### EXERCISE AIM
The required output is the whole listing below, unchanged.

### LISTED ENTRIES
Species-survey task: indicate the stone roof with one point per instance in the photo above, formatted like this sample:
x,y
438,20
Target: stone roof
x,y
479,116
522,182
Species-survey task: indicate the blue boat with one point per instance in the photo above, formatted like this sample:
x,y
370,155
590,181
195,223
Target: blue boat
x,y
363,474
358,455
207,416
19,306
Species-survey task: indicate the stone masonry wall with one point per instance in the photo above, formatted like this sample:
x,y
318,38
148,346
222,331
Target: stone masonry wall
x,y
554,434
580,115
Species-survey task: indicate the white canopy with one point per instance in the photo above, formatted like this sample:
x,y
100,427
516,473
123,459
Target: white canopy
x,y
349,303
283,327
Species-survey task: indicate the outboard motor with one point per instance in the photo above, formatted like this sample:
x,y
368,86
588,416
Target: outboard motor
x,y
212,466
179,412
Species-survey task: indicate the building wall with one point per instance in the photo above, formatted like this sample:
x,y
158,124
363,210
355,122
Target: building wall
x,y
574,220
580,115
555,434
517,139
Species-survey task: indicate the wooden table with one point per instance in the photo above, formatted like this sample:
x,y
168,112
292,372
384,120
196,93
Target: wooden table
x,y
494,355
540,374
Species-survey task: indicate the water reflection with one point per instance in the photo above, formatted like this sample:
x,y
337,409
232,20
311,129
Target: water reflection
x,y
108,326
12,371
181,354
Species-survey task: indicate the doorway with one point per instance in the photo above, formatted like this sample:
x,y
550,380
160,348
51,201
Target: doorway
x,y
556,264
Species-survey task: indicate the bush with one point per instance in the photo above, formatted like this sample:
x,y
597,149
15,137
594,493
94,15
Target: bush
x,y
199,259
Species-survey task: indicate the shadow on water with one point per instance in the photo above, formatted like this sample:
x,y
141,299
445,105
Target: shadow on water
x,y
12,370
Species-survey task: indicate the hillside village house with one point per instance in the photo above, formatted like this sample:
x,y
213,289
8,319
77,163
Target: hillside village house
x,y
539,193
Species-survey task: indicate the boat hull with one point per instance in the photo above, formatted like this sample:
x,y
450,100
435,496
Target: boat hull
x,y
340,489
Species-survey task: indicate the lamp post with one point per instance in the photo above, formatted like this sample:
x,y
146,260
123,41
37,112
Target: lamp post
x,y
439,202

### EXERCISE OUTPUT
Species-survey task: indicate the stone roof with one point per instance in the photo above, formatted like this sample:
x,y
438,20
Target: stone roof
x,y
479,116
522,182
Species-survey task: indicate the blue boat with one point per instance in the photo above, formatted like this sample:
x,y
370,155
590,181
195,223
Target: blue boat
x,y
363,474
358,455
207,416
19,306
Species-survey task: indicate the stone masonry wall with one point per instance in the photo above, formatted like this sample:
x,y
318,38
148,346
222,331
Target: stone masonry wall
x,y
554,434
580,115
Species-survey task: indicate the white canopy with one point per instance in the photo above, formatted like this sample:
x,y
100,427
516,473
123,459
Target: white canopy
x,y
349,303
283,327
Species-survey task: indicate the outboard motor with one point per instance in the photo above, formatted like this sample:
x,y
368,86
588,416
Target: outboard motor
x,y
212,466
179,412
Species-survey task: indicate the building wall with one point per instance in the photo above, formatted like this sample:
x,y
158,124
363,210
355,122
Target: building wall
x,y
574,220
580,115
555,434
517,139
Species-survey task: indicate the wooden table with one point per instance in the photo above, formatted like this sample:
x,y
168,112
292,372
384,120
196,93
Target: wooden table
x,y
494,355
540,374
Species-survey task: indicate the water reflection with one point per instance in the photo above, formatted like this sample:
x,y
337,409
232,20
311,129
Target: water reflection
x,y
108,326
12,371
181,354
Species-survey task: indicate the doorway with one point per instance in the photo above, formatted like this sample:
x,y
550,380
160,348
51,201
Target: doorway
x,y
556,264
Species-survey task: indicate the bush with one point per instance in the photo above, formatted like this sample:
x,y
597,149
15,137
594,493
94,15
Target: bush
x,y
199,259
Species-survey task: indicate the shadow on water with one point per instance in the photo above, formatted like this sample:
x,y
141,299
445,105
Target: shadow on water
x,y
12,370
Species-survey task: indicate the hillside village house with one point per instance in the photo above, formatted like this sample:
x,y
213,289
8,319
77,163
Target: hillside village house
x,y
539,193
Species-survey task: indicate the boat hull with one point per instance in the photo above, formatted like this sample:
x,y
450,100
435,496
Target: boat hull
x,y
340,489
Species-survey task: indicate the lamp post with one point per instance in the photo above, formatted like this sample:
x,y
146,260
123,41
37,112
Target: lamp post
x,y
439,202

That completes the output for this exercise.